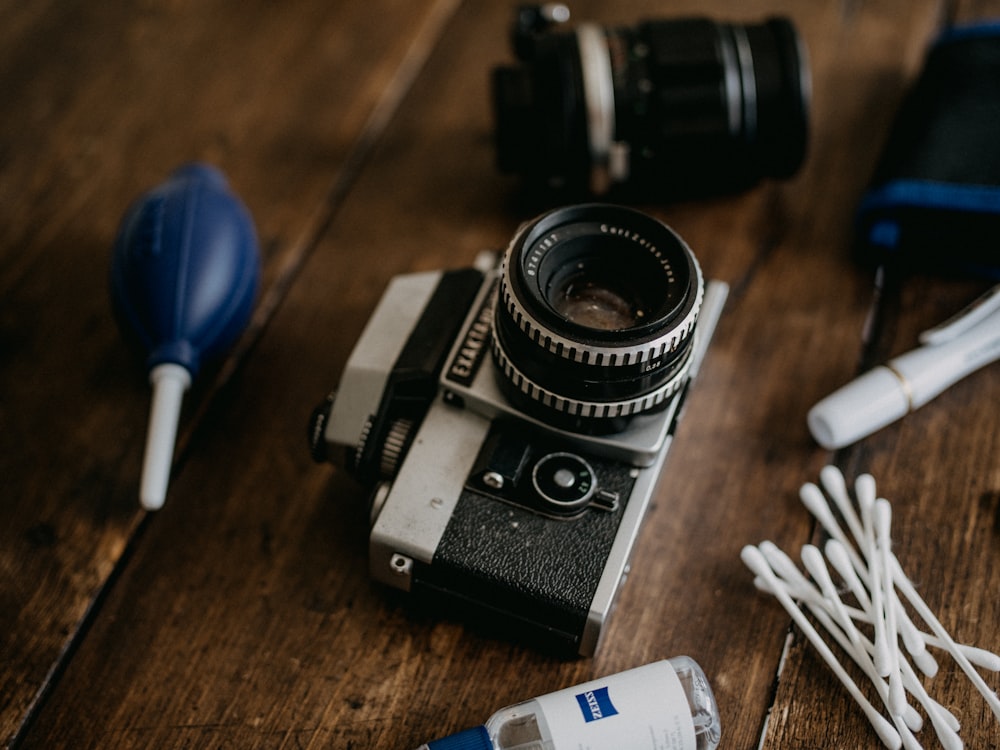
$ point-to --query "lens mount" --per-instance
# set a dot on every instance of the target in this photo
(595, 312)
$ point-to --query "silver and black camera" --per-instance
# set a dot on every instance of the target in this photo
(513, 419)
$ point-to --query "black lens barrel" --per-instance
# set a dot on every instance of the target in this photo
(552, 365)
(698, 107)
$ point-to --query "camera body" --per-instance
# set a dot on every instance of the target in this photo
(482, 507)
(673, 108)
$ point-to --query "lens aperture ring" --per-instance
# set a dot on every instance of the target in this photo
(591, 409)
...
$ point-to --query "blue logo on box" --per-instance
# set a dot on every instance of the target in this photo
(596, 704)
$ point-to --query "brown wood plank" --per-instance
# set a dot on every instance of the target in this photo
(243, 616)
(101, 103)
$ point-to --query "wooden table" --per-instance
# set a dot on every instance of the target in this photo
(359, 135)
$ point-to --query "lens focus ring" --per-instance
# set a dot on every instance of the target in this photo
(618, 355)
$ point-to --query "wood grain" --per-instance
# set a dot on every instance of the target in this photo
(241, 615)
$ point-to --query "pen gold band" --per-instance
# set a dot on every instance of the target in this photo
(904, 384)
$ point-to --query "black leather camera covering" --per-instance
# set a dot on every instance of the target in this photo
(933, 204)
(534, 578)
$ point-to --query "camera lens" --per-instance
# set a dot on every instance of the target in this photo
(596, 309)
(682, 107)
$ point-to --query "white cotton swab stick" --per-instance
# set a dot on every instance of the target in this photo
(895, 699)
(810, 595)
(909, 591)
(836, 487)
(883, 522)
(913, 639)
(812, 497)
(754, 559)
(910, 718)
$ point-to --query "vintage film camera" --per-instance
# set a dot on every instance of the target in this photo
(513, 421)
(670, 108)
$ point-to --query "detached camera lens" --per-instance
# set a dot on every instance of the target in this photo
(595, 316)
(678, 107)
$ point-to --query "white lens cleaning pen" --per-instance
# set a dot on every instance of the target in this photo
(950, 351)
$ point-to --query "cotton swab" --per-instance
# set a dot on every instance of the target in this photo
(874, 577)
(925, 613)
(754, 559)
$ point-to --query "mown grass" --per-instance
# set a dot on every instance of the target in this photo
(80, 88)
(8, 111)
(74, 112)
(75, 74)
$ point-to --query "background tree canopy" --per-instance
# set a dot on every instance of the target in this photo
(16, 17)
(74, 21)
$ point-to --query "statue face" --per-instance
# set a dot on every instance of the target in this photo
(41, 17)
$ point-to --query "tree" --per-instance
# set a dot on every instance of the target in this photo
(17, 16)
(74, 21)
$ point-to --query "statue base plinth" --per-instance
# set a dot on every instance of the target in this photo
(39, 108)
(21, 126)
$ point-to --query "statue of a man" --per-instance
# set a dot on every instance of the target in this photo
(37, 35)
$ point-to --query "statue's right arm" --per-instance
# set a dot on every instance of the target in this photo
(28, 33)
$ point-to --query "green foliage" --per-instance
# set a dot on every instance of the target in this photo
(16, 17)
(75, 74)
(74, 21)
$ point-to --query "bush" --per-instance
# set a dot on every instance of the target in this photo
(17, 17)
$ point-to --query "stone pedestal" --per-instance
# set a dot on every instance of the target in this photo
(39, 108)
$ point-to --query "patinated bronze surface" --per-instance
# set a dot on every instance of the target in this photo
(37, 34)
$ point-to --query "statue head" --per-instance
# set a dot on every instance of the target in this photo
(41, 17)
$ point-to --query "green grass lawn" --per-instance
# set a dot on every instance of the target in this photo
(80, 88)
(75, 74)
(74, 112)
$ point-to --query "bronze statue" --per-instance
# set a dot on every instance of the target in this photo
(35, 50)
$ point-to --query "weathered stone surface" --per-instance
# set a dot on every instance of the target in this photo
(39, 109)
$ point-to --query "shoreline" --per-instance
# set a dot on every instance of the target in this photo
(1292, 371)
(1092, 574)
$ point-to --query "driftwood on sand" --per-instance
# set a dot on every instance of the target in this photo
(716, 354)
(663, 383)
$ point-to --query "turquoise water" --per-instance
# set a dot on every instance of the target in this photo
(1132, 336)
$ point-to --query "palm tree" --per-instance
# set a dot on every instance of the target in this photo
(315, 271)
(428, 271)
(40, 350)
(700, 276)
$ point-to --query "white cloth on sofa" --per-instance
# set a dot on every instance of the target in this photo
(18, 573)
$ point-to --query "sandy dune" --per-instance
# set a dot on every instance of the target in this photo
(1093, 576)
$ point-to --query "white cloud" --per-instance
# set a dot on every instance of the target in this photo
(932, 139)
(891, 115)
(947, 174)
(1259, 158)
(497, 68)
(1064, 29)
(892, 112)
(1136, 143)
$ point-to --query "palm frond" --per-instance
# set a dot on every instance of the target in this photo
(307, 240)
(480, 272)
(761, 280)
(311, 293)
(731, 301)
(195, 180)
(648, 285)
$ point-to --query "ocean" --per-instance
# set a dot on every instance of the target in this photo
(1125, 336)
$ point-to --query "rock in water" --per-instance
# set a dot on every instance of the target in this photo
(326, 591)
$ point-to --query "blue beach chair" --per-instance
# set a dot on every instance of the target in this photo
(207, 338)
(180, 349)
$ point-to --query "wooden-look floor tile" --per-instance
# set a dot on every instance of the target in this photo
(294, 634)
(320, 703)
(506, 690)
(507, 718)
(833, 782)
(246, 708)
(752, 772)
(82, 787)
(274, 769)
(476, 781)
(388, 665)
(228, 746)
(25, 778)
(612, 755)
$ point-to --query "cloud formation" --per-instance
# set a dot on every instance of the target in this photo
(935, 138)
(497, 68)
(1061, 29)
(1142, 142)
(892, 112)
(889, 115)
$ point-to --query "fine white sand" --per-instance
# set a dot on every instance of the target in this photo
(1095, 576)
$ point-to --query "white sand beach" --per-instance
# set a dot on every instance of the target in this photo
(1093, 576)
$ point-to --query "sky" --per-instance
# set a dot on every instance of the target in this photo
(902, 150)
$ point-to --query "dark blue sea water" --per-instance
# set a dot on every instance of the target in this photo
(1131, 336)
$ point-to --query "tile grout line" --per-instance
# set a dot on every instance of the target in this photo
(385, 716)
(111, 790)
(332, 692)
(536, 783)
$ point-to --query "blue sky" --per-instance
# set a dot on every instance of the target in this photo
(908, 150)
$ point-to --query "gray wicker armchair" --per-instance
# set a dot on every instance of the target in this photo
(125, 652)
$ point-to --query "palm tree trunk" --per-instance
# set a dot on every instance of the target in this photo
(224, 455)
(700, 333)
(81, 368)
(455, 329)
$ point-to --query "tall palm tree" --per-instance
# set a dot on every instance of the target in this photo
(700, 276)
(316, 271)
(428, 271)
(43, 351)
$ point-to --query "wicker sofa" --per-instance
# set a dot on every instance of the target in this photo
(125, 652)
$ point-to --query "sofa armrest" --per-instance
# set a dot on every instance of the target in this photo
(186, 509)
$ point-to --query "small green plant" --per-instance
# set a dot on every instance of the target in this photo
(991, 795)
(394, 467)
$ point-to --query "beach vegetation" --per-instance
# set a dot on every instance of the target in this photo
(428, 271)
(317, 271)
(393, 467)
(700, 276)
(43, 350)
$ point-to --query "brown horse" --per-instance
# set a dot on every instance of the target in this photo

▶ _练习题目_
在上面的清单中找出所有含有字符串“wicker”的行，并把这些行逐一照抄下来。匹配时区分大小写。

▶ _正确输出_
$ point-to --query "gray wicker armchair" --per-instance
$ point-to --query "wicker sofa" --per-instance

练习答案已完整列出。